#### 演習用記録
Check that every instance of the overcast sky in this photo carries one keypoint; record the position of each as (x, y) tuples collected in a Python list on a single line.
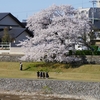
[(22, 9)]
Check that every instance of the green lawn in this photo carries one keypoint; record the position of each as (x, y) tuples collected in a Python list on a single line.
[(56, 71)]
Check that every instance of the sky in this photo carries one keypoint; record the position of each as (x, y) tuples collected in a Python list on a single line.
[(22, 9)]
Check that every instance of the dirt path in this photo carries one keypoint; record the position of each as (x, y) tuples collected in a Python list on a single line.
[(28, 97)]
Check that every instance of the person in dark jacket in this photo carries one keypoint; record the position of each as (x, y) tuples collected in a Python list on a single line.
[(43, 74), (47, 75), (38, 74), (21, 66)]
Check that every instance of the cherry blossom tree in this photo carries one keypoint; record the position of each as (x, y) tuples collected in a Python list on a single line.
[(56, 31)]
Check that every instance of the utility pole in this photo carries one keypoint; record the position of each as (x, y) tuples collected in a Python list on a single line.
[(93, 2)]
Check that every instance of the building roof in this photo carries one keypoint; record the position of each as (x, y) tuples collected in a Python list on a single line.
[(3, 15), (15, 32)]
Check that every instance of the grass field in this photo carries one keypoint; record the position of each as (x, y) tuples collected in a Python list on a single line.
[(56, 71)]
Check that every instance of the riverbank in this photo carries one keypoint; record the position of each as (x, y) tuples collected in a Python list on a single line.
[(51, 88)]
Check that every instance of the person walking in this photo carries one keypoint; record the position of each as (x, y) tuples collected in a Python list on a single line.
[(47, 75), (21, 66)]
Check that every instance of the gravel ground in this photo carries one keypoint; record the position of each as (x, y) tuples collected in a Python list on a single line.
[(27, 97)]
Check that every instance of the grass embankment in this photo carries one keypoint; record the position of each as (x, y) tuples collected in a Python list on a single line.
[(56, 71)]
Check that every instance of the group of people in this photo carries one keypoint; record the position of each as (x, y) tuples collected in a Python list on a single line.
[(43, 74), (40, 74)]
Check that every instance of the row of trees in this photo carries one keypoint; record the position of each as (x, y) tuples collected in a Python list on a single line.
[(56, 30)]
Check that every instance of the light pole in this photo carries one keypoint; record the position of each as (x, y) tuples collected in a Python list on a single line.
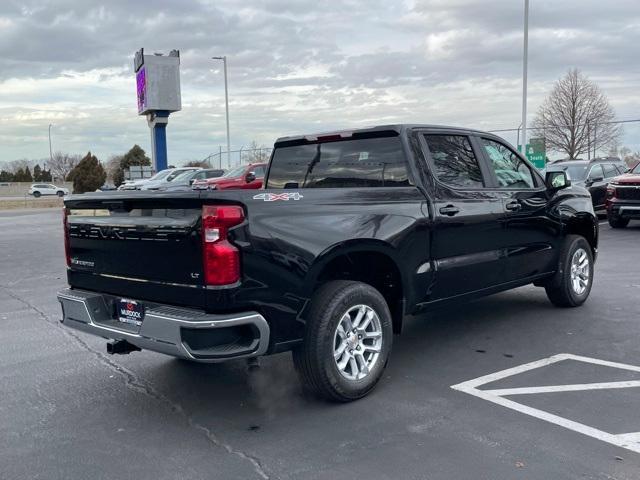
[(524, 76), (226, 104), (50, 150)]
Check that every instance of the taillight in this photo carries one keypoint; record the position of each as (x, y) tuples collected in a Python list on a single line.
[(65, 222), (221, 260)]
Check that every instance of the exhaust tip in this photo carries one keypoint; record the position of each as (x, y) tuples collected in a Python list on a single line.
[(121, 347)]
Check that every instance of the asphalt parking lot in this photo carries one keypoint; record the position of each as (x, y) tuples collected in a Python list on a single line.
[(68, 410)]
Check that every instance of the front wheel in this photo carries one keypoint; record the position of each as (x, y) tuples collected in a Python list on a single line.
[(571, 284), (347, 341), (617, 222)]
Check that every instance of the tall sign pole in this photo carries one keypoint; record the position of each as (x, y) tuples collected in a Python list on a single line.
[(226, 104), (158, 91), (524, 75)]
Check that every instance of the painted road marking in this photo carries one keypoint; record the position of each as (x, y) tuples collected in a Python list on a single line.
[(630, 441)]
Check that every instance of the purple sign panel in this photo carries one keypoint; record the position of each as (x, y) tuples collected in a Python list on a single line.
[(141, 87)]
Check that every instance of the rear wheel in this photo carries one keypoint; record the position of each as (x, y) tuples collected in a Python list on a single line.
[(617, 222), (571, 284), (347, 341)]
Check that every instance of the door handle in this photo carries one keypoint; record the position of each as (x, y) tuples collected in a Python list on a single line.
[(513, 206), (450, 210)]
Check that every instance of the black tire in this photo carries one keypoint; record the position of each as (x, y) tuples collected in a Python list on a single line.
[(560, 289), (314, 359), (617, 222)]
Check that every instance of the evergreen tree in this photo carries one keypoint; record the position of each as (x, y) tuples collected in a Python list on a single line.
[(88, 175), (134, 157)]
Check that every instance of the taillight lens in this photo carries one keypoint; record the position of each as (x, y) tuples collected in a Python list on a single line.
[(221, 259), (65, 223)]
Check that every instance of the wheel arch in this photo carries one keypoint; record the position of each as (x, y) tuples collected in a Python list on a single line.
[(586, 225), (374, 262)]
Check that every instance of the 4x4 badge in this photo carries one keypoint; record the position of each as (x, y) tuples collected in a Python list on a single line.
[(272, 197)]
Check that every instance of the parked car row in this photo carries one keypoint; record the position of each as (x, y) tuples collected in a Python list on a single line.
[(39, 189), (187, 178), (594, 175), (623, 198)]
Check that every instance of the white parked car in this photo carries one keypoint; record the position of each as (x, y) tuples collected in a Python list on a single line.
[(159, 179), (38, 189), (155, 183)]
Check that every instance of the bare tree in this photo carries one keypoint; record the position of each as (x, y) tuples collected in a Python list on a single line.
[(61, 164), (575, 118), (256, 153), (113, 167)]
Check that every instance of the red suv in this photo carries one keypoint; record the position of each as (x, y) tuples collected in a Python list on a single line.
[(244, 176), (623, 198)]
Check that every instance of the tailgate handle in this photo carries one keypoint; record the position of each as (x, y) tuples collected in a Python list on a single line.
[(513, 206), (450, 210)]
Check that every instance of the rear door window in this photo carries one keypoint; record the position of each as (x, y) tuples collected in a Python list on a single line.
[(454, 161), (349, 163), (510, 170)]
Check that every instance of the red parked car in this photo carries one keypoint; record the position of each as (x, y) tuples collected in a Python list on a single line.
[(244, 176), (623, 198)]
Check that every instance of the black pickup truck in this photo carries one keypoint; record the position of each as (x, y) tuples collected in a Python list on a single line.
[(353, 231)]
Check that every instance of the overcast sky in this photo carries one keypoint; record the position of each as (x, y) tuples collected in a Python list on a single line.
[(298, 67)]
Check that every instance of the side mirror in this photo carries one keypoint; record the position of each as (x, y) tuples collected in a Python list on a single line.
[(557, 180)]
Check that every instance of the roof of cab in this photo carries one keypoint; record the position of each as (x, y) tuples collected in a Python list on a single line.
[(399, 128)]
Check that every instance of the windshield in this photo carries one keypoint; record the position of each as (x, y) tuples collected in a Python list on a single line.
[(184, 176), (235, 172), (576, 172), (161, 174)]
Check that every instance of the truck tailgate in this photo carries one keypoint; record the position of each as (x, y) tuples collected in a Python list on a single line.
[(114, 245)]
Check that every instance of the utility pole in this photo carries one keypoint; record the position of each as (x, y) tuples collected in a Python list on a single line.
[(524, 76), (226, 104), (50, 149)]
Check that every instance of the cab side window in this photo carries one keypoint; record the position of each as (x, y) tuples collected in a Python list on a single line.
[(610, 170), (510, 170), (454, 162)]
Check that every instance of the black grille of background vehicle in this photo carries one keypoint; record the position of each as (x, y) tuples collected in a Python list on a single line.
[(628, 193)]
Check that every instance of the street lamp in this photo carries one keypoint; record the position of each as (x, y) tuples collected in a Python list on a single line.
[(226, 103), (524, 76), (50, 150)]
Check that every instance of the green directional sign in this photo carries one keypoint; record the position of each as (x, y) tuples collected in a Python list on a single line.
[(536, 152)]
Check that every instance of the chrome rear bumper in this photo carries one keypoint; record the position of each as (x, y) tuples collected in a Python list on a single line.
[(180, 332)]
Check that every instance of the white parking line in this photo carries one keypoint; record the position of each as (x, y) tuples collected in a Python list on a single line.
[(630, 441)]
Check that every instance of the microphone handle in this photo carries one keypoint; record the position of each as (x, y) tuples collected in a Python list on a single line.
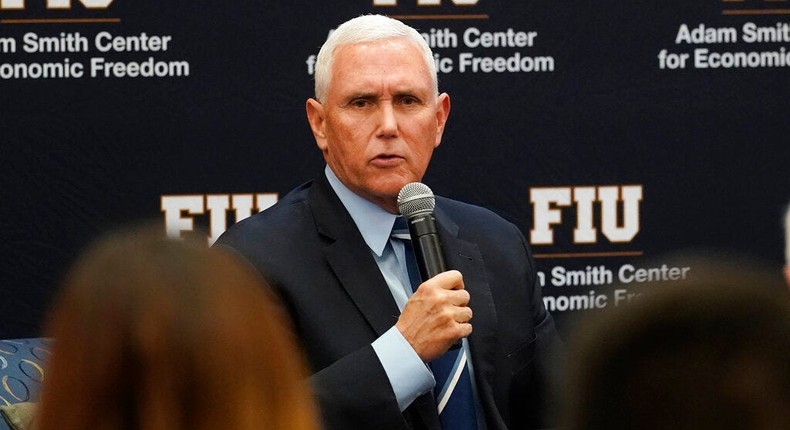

#### 作業内容
「Check that every instance of the white parking」を含む行から記録の終わりまで、両端の行も含めて依頼文ごとすべて書き直し、答えの座標の数値それぞれに103を足す。画像は答えに入れない。

#### 解答全文
Check that every instance of the white parking line in this photo carries one keypoint; record the position of each as (x, y) tuples collected in a Python list on a single line.
[(733, 544)]
Check that every instance of the microphone handle in this photo carries one keypoint; record the position of each as (x, y) tuples collected in a Python list on a single line.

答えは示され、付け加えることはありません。